Data extracted from a collection:
=== Begin Enclosure ===
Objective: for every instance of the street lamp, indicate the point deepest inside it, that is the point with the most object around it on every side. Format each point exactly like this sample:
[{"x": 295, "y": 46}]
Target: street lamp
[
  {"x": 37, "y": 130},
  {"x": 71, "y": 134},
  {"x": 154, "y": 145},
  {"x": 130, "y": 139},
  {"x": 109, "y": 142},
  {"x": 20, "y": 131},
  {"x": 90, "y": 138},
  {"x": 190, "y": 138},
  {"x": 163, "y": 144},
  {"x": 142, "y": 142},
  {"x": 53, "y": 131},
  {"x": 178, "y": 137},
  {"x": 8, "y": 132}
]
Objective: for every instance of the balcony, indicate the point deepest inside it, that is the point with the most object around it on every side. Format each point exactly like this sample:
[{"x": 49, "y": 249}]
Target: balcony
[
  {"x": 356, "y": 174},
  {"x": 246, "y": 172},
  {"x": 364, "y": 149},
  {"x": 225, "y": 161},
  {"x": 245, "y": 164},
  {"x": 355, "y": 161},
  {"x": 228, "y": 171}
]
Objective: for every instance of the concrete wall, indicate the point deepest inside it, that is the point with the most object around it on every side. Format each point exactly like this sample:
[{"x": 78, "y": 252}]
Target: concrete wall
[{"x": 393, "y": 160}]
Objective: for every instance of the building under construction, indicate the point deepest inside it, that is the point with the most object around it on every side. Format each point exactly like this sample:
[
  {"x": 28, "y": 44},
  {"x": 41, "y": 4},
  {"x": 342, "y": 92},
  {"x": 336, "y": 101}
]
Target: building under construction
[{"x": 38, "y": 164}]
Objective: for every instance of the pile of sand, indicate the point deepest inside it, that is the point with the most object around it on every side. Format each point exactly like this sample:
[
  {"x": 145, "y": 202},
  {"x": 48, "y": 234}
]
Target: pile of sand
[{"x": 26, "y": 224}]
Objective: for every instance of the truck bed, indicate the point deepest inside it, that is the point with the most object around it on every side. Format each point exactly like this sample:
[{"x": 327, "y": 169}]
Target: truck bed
=== End Enclosure ===
A verbatim output of all the data above is needed.

> _THE COMPLETED TASK_
Objective: for every instance of the street lamp, indicate the point deepest inside it, that is the point with the most object around it on every side. Format each point exactly like this sample:
[{"x": 295, "y": 46}]
Target: street lamp
[
  {"x": 37, "y": 130},
  {"x": 71, "y": 134},
  {"x": 154, "y": 145},
  {"x": 130, "y": 139},
  {"x": 109, "y": 142},
  {"x": 20, "y": 131},
  {"x": 90, "y": 138},
  {"x": 190, "y": 138},
  {"x": 163, "y": 144},
  {"x": 142, "y": 142},
  {"x": 53, "y": 131},
  {"x": 178, "y": 137},
  {"x": 8, "y": 132}
]
Objective: for every instance of the balcony, indicate the point deepest inside it, that is the point with the most object around it on every side. Format each point exactly like this sample:
[{"x": 49, "y": 249}]
Target: balcony
[
  {"x": 356, "y": 174},
  {"x": 246, "y": 172},
  {"x": 364, "y": 149},
  {"x": 225, "y": 161},
  {"x": 245, "y": 164},
  {"x": 355, "y": 161},
  {"x": 228, "y": 171}
]
Objective: for every instance of the concrete wall, indicate the point deepest inside it, that is the point with the most object around it on every side. Format each point exactly like this sample:
[{"x": 78, "y": 252}]
Target: concrete wall
[{"x": 393, "y": 160}]
Objective: for every instance of the building under construction, indicate the point deepest inside it, that is the point with the most object around it on every side. Format each point exactly like this sample:
[
  {"x": 28, "y": 44},
  {"x": 41, "y": 4},
  {"x": 342, "y": 92},
  {"x": 336, "y": 101}
]
Target: building under construction
[{"x": 38, "y": 164}]
Objective: for every instance of the pile of sand, indicate the point deepest inside it, that is the point with the most object around it on every side. Format each point exactly like this sample:
[
  {"x": 145, "y": 202},
  {"x": 48, "y": 234}
]
Target: pile of sand
[{"x": 26, "y": 224}]
Objective: for every instance of the truck bed, indicate the point deepest inside it, that is the point with the most object around it on every side. Format each point exactly like this sample:
[{"x": 327, "y": 169}]
Target: truck bed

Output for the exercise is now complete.